##### EXERCISE MATERIALS
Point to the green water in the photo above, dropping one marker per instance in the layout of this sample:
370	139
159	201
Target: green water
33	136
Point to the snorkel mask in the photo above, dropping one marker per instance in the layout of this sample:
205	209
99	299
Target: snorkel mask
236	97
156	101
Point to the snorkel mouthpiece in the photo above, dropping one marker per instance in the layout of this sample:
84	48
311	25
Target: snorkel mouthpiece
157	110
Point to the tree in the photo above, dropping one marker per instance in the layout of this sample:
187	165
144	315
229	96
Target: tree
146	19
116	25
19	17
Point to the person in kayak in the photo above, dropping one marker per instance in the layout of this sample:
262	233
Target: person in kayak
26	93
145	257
##########
**TASK TO COMPLETE**
Lines are to be repeated exactly from the one that contains "Target: snorkel mask" through the last line of the listing, with both ends kept and no others added.

**RESPONSE TO THIS EXERCISE**
Target: snorkel mask
236	97
156	101
Point to the snorkel mouthpiece in the photo above, dropping one marker per instance in the layout of this sample:
84	48
311	25
Target: snorkel mouthpiece
157	110
Point to the tree in the photo above, dropping one marker per instance in the layout of this sample:
187	165
144	315
229	96
Target: tree
146	19
116	25
19	17
Point to the person in kayak in the photo above, dropping one marker per instance in the layout of this sample:
262	233
Target: person in kayak
26	93
145	257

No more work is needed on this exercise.